Assigned task: Check each line of the entries for "water" and report the ones that have it.

Input data:
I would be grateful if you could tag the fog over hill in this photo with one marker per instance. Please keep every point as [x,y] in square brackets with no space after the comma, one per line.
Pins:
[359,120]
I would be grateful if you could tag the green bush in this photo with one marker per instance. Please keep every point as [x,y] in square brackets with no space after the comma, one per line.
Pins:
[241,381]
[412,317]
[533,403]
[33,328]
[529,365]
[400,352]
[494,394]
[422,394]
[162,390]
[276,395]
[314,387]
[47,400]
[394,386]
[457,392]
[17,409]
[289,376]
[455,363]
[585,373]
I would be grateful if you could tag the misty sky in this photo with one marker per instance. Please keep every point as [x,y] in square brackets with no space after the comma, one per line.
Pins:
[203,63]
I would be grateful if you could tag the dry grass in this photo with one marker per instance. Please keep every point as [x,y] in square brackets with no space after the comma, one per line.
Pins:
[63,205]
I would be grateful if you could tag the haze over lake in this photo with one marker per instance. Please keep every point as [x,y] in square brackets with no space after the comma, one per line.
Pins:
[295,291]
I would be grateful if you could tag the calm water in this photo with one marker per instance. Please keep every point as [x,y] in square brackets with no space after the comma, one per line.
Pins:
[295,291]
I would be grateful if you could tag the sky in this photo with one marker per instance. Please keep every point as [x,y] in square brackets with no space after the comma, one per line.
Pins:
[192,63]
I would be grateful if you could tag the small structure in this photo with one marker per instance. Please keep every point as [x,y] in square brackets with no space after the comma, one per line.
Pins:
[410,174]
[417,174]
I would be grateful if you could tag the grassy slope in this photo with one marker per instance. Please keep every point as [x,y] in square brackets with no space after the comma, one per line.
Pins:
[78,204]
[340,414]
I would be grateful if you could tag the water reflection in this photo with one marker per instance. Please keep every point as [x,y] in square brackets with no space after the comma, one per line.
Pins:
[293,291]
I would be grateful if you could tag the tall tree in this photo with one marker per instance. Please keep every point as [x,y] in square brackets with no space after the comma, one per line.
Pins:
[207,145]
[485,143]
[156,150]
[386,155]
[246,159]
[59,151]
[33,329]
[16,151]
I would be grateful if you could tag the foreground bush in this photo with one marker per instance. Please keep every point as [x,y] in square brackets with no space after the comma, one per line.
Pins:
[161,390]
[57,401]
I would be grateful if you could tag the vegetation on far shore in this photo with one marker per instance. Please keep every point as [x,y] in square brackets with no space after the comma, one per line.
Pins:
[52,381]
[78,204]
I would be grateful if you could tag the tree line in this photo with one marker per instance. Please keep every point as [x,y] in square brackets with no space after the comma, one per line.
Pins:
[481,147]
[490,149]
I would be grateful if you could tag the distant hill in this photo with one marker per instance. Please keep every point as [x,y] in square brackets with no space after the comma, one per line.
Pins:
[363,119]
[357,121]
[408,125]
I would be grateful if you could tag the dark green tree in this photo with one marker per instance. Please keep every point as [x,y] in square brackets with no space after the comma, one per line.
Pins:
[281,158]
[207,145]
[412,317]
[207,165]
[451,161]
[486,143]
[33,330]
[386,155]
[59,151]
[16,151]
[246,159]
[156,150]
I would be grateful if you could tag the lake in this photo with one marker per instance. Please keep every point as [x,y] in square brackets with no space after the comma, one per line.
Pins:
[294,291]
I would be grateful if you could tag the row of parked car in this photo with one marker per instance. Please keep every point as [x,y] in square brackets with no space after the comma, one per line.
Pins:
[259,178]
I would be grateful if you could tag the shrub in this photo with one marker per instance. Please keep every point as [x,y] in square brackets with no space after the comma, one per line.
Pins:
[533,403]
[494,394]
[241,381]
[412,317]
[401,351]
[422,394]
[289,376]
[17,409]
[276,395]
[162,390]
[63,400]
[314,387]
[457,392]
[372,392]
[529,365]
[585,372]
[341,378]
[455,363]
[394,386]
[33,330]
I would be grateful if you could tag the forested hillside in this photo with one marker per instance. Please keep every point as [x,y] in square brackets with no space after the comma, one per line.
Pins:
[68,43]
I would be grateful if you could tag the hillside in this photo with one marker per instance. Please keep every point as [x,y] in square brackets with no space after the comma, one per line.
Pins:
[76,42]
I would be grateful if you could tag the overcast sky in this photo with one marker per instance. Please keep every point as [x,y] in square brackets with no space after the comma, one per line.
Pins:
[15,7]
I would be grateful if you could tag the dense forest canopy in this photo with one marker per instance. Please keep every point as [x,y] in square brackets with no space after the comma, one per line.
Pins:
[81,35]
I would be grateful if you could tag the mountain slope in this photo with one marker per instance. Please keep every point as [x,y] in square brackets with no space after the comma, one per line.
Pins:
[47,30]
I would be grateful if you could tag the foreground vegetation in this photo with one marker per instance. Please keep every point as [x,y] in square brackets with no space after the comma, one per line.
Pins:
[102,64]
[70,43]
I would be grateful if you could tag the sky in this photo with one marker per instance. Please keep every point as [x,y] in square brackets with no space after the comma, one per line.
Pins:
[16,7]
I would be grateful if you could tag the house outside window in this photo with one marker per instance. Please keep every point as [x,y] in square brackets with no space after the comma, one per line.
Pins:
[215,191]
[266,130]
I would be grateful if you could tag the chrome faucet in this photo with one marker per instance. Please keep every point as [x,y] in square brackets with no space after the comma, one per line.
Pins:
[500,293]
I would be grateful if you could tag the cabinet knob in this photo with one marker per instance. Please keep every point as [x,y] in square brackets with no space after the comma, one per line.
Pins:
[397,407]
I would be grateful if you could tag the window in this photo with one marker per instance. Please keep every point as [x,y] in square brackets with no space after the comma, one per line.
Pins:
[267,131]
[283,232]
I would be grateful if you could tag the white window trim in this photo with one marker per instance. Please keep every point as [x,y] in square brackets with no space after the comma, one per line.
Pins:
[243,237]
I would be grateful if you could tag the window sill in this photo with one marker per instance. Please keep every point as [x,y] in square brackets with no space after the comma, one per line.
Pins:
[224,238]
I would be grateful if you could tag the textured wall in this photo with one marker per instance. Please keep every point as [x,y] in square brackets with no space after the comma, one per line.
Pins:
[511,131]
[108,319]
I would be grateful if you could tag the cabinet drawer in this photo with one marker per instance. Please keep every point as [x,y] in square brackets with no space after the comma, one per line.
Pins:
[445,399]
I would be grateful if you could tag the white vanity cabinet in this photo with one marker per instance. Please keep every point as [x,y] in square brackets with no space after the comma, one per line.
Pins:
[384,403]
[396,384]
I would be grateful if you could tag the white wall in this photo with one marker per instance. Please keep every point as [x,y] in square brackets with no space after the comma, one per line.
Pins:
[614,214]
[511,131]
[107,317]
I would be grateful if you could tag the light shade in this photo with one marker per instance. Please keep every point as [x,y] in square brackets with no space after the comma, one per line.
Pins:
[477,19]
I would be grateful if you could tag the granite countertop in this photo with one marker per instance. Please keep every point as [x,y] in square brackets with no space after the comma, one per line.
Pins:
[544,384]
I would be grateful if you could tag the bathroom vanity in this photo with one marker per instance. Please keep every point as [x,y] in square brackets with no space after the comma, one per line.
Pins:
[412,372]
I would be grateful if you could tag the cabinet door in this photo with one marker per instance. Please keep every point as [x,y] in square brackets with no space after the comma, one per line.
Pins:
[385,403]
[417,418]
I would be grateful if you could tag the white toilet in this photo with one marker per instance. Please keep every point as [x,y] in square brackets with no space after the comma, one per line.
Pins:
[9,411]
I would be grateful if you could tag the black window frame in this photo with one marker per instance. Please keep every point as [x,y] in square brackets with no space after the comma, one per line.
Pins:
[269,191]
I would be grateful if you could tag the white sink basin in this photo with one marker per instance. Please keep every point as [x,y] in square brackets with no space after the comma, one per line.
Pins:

Exercise output:
I would be grateful if you could tag the calm water in this photo with one marker per instance. Please keep every point as [x,y] in square brackets with no space after the comma, one per line.
I would be grateful if you could tag the water reflection in this photo with one marker per instance. Please keep every point as [x,y] in square brackets with no space after the comma, one per line.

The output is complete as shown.